PROBLEM STATEMENT: Rescale the data below from the line with "of the autumn" up to and including the line with "[[196, 198]]", and write out only those lines in full. Multiply every x and y coordinate in the answer arrays by 0.45 and round to whole numbers, with halves rounded up. Leave all other text as it is.

DATASET RECORDS:
** begin **
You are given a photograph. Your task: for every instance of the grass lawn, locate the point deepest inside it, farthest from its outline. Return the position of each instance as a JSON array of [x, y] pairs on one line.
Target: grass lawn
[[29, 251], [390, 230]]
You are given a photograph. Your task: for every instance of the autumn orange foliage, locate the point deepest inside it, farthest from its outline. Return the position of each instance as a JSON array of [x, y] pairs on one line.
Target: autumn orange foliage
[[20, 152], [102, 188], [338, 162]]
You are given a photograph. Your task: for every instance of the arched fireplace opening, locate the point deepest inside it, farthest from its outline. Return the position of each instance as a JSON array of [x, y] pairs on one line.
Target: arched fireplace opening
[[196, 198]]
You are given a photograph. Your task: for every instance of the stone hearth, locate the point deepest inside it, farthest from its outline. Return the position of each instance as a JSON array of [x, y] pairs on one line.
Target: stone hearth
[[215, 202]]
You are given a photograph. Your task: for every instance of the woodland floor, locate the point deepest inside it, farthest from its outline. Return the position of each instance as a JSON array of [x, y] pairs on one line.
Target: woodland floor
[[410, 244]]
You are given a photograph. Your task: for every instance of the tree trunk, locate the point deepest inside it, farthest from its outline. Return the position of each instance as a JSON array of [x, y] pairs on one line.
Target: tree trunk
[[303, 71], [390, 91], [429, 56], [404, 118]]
** end **
SOLUTION FOR THIS PROBLEM:
You are given a photograph. Your task: for every instance of the autumn orange foliage, locate the point deepest inside it, farthest from its outline. Return the position of each instance as a JSON array of [x, y] pairs on one line.
Target: autumn orange foliage
[[9, 68], [46, 85], [152, 73]]
You are given a photograph. Your task: for every instance of the arched fireplace opening, locate the point deepest inside it, farthest from its outline. Return the position of each instance as a JSON array of [x, y] pairs on one line.
Target: arched fireplace opening
[[88, 89]]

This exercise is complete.